**Task objective**
Exactly repeat all the records below, omitting the images they hold.

**Study material**
===
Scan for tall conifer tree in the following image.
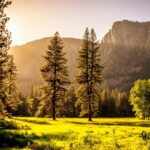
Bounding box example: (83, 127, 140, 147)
(0, 0, 12, 116)
(41, 32, 69, 120)
(6, 55, 21, 114)
(76, 28, 103, 121)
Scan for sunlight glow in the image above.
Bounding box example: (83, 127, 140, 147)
(7, 22, 21, 46)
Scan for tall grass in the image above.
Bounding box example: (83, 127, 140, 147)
(0, 117, 150, 149)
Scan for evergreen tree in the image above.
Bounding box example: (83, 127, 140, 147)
(100, 89, 113, 117)
(76, 28, 103, 121)
(27, 85, 40, 116)
(6, 55, 21, 115)
(41, 32, 70, 120)
(0, 0, 12, 116)
(89, 28, 103, 118)
(62, 86, 79, 117)
(99, 89, 133, 117)
(15, 92, 30, 116)
(35, 85, 51, 117)
(118, 92, 132, 117)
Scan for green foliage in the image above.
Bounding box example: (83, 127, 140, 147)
===
**Completed exercise**
Scan for tall conifer tree in the following image.
Bounding box example: (83, 127, 140, 147)
(0, 0, 12, 116)
(41, 32, 69, 120)
(6, 55, 21, 114)
(76, 28, 103, 121)
Scan for sunlight glow in the image above.
Bounding box example: (83, 127, 140, 147)
(7, 22, 21, 46)
Scan for tall grass in the image above.
Bounding box example: (83, 127, 140, 147)
(0, 117, 150, 149)
Scan for evergreen tree in the image above.
Bounding box example: (83, 127, 140, 147)
(100, 89, 113, 117)
(76, 28, 103, 121)
(27, 85, 40, 116)
(6, 55, 21, 115)
(41, 32, 70, 120)
(0, 0, 12, 116)
(89, 28, 103, 118)
(62, 86, 79, 117)
(99, 89, 133, 117)
(15, 92, 30, 116)
(35, 85, 51, 117)
(118, 92, 132, 117)
Scan for green foliage in the image above.
Bounding box example: (83, 127, 140, 147)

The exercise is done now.